◆ PROBLEM REQUIREMENTS ◆
Where the data below contains pictures, omit them; output the rest word for word.
-- Opening Marker --
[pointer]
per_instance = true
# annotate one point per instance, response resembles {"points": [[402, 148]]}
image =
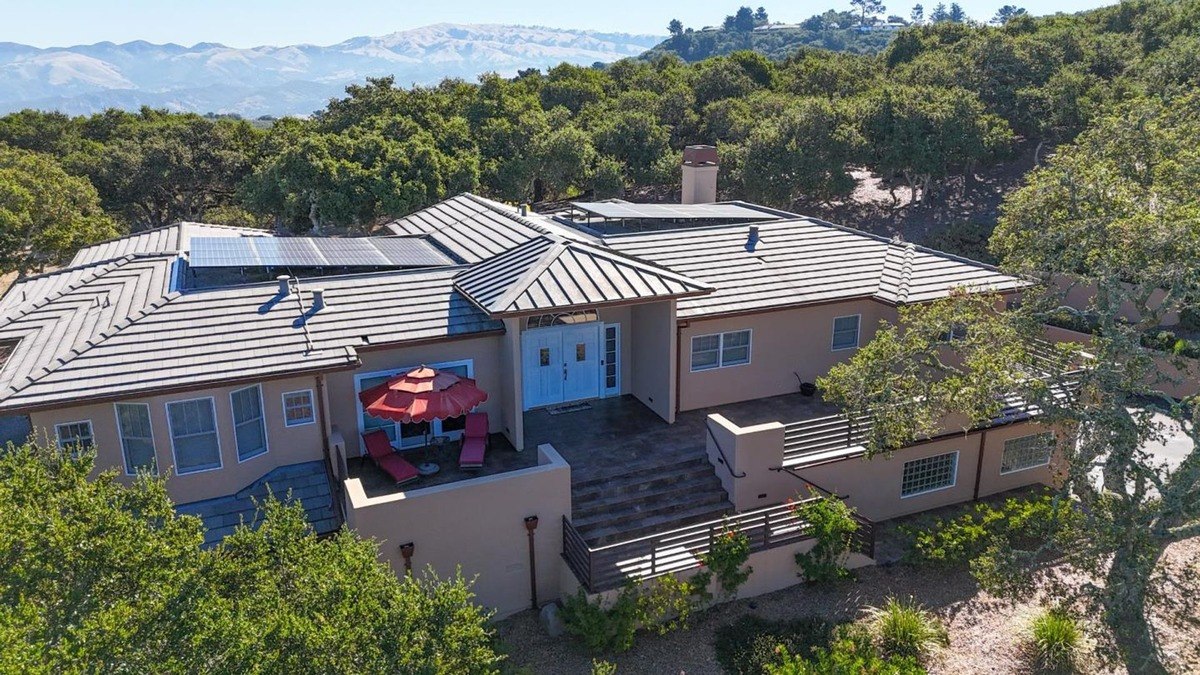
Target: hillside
{"points": [[288, 79], [775, 43]]}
-- Closing Marker --
◆ ANSWER AREA ◆
[pointer]
per_instance = true
# annotate one point per instance, response resembles {"points": [[402, 148]]}
image =
Target: hillside
{"points": [[288, 79], [775, 43]]}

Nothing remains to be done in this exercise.